[Extracted data entries]
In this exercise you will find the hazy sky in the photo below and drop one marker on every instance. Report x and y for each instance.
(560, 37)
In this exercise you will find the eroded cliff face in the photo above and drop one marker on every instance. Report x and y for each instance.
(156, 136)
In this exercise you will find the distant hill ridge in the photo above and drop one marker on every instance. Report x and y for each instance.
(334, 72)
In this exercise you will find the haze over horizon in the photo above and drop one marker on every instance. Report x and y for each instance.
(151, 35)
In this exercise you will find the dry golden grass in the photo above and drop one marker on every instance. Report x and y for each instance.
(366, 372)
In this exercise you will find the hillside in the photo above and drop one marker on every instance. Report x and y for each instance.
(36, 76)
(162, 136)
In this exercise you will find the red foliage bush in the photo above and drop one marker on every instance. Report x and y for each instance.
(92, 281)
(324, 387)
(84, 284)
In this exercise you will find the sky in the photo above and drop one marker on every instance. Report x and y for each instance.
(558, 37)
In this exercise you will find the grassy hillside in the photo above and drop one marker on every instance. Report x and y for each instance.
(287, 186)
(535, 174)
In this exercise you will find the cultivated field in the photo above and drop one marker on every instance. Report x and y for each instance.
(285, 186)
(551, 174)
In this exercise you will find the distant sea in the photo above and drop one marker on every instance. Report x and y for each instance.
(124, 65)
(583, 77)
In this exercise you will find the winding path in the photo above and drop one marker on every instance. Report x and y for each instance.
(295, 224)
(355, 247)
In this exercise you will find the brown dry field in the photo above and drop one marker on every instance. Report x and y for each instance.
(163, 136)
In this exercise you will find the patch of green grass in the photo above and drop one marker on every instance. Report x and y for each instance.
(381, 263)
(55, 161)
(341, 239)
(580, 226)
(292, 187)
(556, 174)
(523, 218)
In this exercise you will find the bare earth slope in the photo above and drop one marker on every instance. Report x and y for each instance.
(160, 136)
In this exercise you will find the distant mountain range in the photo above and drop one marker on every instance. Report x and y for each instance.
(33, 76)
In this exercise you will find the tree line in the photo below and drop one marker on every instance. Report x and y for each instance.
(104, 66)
==
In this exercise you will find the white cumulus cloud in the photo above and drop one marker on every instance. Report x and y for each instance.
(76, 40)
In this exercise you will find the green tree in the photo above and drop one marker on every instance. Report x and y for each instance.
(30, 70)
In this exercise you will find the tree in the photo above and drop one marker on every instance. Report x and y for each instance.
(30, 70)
* * *
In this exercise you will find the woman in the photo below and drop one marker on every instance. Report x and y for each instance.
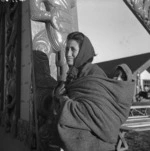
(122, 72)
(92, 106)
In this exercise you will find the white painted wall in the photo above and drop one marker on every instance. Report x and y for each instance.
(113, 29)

# GOAL OF THE EXERCISE
Pull out every line in the rows above that contains the word "white", and list those lines.

# EXERCISE RESPONSE
In this exercise you will find the white cumulus cloud in the photo above and drop one marker on every instance. Report x and y for each instance.
In this exercise you will find the white painted wall in the photo above and drop one marker on every instance. Report x and y for each instance.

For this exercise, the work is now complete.